_WHAT YOU SHOULD DO_
The entries below should be given again exactly, minus their pictures.

_RECORDS SUPPLIED_

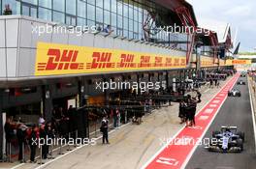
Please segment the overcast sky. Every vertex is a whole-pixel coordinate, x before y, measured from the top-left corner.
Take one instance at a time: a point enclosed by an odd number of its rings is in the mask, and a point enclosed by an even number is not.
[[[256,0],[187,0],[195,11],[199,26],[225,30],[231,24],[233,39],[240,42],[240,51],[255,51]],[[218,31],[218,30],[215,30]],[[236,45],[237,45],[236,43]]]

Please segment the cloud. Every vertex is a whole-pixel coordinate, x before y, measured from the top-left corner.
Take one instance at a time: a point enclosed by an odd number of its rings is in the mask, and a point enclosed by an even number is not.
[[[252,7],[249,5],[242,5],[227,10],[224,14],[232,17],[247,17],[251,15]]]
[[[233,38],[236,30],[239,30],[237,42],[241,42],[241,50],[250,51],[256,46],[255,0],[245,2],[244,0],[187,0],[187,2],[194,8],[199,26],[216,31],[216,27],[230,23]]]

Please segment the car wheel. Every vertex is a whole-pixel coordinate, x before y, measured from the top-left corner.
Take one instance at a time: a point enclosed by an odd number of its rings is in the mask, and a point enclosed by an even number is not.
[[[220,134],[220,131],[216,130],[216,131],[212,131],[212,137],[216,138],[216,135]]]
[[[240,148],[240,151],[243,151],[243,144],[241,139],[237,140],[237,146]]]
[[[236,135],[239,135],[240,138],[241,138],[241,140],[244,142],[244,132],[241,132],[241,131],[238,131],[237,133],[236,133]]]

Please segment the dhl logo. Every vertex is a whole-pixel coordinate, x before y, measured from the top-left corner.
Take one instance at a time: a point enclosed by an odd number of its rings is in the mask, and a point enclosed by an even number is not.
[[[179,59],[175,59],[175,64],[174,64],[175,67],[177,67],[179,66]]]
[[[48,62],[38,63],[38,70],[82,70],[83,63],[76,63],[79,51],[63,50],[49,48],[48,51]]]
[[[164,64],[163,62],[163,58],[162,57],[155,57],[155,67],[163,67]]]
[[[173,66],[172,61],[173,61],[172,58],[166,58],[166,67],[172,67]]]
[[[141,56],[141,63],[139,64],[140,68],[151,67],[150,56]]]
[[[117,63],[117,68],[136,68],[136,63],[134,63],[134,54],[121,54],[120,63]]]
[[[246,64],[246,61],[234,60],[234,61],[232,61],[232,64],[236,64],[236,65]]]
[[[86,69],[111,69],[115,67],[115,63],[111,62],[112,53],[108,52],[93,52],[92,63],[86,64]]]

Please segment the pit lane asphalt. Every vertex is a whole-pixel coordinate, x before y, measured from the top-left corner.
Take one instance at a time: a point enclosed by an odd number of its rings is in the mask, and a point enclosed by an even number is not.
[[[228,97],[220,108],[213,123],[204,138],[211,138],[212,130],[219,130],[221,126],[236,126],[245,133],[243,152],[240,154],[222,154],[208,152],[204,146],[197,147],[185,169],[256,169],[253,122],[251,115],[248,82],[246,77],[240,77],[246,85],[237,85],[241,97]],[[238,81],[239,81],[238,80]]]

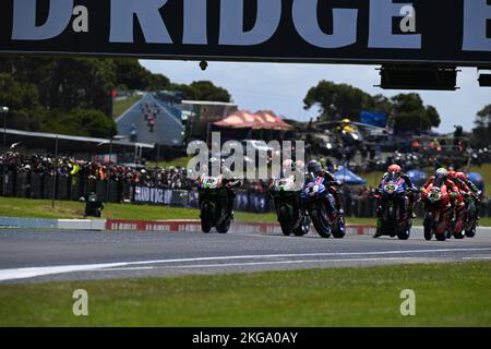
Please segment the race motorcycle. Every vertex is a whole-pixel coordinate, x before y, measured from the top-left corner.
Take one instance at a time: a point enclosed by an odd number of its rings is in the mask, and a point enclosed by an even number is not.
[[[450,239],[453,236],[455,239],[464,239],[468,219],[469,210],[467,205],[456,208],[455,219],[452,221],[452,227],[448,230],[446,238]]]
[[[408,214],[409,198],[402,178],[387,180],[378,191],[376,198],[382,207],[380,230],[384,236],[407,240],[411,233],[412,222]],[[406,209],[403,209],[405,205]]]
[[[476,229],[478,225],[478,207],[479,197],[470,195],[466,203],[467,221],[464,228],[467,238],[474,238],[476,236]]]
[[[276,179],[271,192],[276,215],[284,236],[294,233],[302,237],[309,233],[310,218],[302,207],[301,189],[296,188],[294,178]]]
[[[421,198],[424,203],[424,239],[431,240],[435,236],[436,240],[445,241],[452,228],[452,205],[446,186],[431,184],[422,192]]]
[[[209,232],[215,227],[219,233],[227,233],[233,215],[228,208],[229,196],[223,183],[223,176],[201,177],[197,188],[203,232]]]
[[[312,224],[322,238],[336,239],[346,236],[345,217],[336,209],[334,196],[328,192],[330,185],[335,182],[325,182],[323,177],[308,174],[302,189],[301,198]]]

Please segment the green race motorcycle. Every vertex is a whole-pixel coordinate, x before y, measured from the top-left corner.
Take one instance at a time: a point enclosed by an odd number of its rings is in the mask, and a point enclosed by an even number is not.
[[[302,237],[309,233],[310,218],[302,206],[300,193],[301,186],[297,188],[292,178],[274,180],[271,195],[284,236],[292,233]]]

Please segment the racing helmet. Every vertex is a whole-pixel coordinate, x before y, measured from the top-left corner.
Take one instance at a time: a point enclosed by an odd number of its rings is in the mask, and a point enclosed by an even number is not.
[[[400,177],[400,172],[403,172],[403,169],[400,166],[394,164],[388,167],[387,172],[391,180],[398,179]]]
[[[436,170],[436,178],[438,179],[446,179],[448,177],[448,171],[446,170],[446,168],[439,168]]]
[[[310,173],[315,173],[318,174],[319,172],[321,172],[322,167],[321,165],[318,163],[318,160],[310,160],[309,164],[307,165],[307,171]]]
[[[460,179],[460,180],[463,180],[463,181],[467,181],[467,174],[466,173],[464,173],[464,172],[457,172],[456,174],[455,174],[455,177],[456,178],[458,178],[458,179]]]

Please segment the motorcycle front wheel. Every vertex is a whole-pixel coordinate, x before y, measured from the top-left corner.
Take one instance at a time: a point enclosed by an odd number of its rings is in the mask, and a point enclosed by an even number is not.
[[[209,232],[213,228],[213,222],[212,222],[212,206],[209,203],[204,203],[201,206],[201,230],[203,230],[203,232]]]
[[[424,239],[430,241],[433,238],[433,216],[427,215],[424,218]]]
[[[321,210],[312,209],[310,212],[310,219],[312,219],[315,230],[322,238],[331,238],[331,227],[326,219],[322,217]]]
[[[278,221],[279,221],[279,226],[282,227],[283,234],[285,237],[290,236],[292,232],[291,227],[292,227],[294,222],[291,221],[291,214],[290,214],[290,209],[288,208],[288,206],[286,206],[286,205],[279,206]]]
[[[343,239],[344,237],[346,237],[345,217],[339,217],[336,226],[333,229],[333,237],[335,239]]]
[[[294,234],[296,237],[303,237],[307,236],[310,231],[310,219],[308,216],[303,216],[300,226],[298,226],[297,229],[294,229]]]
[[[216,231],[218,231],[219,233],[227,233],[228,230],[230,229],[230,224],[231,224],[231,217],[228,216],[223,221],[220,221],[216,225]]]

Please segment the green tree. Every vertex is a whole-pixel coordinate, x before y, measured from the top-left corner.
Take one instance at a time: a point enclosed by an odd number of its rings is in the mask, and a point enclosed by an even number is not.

_SOLUTION BELOW_
Please segment the overcast sky. Every vertex is a whole-pixel coordinate, x before y, measured from the top-left corner.
Take one instance at a time: a point enclosed by an odd number of its rings is in the mask, and a point enclosed by an even number is not.
[[[256,0],[187,0],[195,11],[199,26],[225,30],[231,24],[233,39],[240,42],[240,51],[255,51]],[[218,31],[218,30],[215,30]],[[236,45],[237,45],[236,43]]]

Please segment the cloud. Every vertex is a whole-pixel coordinate, x before y, measured from the top-left corner.
Take one instance at a time: a point enclosed by an odd number of its rings is in the mask, and a point enclosed by an even number is not.
[[[252,7],[249,5],[242,5],[227,10],[224,14],[232,17],[247,17],[251,15]]]
[[[233,38],[236,30],[239,30],[237,42],[241,42],[241,50],[250,51],[256,46],[255,0],[245,2],[244,0],[187,0],[187,2],[194,8],[199,26],[216,31],[216,27],[230,23]]]

Please segment the car wheel. Every vertex is a whole-pixel coordinate, x before y, measured from the top-left corner.
Take one instance at a time: a point enclosed by an odd number of its rings is in the mask, and a point enclosed by an even number is not.
[[[220,134],[220,131],[216,130],[216,131],[212,131],[212,137],[216,138],[216,135]]]
[[[240,148],[240,151],[243,151],[243,144],[241,139],[237,140],[237,146]]]
[[[236,135],[239,135],[240,138],[241,138],[241,140],[244,142],[244,132],[241,132],[241,131],[238,131],[237,133],[236,133]]]

Please segment the dhl logo. Every vertex is a whole-pixel coordinate, x before y, measured from the top-left corner.
Take one instance at a time: a point enclosed by an odd number of its rings is in the mask, and a point enclosed by an even number is not.
[[[179,59],[175,59],[175,64],[174,64],[175,67],[177,67],[179,66]]]
[[[48,62],[38,63],[38,70],[82,70],[83,63],[76,63],[79,51],[63,50],[49,48],[48,51]]]
[[[164,64],[163,62],[163,58],[162,57],[155,57],[155,67],[163,67]]]
[[[173,66],[172,61],[173,61],[172,58],[166,58],[166,67],[172,67]]]
[[[141,56],[141,63],[139,64],[140,68],[151,67],[150,56]]]
[[[117,63],[117,68],[136,68],[136,63],[134,63],[134,54],[121,54],[120,63]]]
[[[246,64],[246,61],[234,60],[234,61],[232,61],[232,64],[236,64],[236,65]]]
[[[86,69],[111,69],[115,67],[115,63],[111,62],[112,53],[108,52],[93,52],[92,63],[86,64]]]

Please segment the pit lane asphalt. Every vertex is a whole-pixel coordinate, x before y, measured from the top-left corner.
Take one instance at a time: a point enclosed by an odd number of its rings is in the mask, and a point enclosed by an even number is not.
[[[228,97],[220,108],[213,123],[204,138],[211,138],[212,130],[219,130],[221,126],[236,126],[245,133],[243,152],[240,154],[222,154],[208,152],[204,146],[197,147],[185,169],[256,169],[253,122],[251,115],[248,82],[246,77],[240,77],[246,85],[237,85],[241,97]],[[238,81],[239,81],[238,80]]]

Please segment the race motorcycle. Every vertex is a whole-pixel coordinate, x before y, measured from the top-left corner.
Take one instance at a time: a point enclosed by an odd number of its rings is in the mask, and a point enclosed by an even number is not.
[[[450,239],[453,236],[455,239],[464,239],[468,219],[469,210],[467,205],[456,208],[455,219],[452,221],[452,227],[448,230],[446,238]]]
[[[408,214],[409,198],[402,178],[387,180],[378,191],[376,198],[382,207],[380,230],[384,236],[407,240],[411,233],[412,222]],[[406,209],[403,209],[405,205]]]
[[[476,229],[478,225],[478,207],[479,197],[470,195],[466,203],[467,221],[464,228],[467,238],[474,238],[476,236]]]
[[[276,179],[271,192],[276,215],[284,236],[294,233],[302,237],[309,233],[310,218],[302,207],[301,189],[296,188],[294,178]]]
[[[421,198],[424,203],[424,239],[431,240],[435,236],[436,240],[445,241],[452,228],[452,205],[446,186],[431,184],[422,192]]]
[[[209,232],[215,227],[219,233],[227,233],[233,215],[228,208],[229,196],[223,183],[223,176],[201,177],[197,188],[203,232]]]
[[[312,224],[322,238],[336,239],[346,236],[345,217],[336,209],[334,196],[328,192],[330,185],[335,182],[325,182],[323,177],[308,174],[302,189],[301,198]]]

Please segment the green race motorcycle. Every vertex is a whole-pixel coordinate, x before y, measured from the top-left corner.
Take one instance at a time: a point enclosed by an odd number of its rings is in the mask, and a point enclosed by an even number is not.
[[[302,237],[309,233],[310,218],[302,206],[300,193],[301,186],[297,188],[292,178],[274,180],[271,195],[284,236],[292,233]]]

Please segment the racing helmet. Every vertex is a whole-pixel coordinate, x before y, measured from the top-left corner.
Take one instance at a time: a point enclosed by an odd number of its rings is in the mask, and a point enclosed by an even number is not.
[[[400,177],[400,172],[403,172],[403,169],[400,166],[394,164],[388,167],[387,172],[391,180],[398,179]]]
[[[436,170],[436,178],[438,179],[446,179],[448,177],[448,171],[446,170],[446,168],[439,168]]]
[[[310,173],[315,173],[318,174],[319,172],[321,172],[322,167],[321,165],[318,163],[318,160],[310,160],[309,164],[307,165],[307,171]]]
[[[460,179],[460,180],[463,180],[463,181],[467,181],[467,174],[466,173],[464,173],[464,172],[457,172],[456,174],[455,174],[455,177],[456,178],[458,178],[458,179]]]

Please segment the motorcycle front wheel. Every vertex is a whole-pixel coordinate, x before y, measured from the top-left corner.
Take one instance at a time: a point enclosed by an odd number of its rings is in the mask, and a point enclosed by an even number is not.
[[[209,232],[213,228],[213,222],[212,222],[212,206],[209,203],[204,203],[201,206],[201,230],[203,230],[203,232]]]
[[[424,239],[430,241],[433,238],[433,216],[427,215],[424,218]]]
[[[321,210],[312,209],[310,212],[310,219],[312,219],[315,230],[322,238],[331,238],[331,227],[326,219],[322,217]]]
[[[278,221],[279,221],[279,226],[282,227],[283,234],[285,237],[290,236],[292,232],[291,227],[292,227],[294,222],[291,221],[291,214],[290,214],[290,209],[288,208],[288,206],[286,206],[286,205],[279,206]]]
[[[343,239],[344,237],[346,237],[345,217],[339,217],[336,226],[333,229],[333,237],[335,239]]]
[[[294,234],[296,237],[303,237],[307,236],[310,231],[310,219],[308,216],[303,216],[300,226],[298,226],[297,229],[294,229]]]
[[[216,231],[218,231],[219,233],[227,233],[228,230],[230,229],[230,224],[231,224],[231,217],[228,216],[223,221],[220,221],[216,225]]]

Please segment the green tree. Every vertex is a whole-pixel coordinate, x before y, measured from the top-left corner.
Take one instance at a time: a point enclosed by an odd number of its rings is in the mask, and a point enclosed by an even number is not.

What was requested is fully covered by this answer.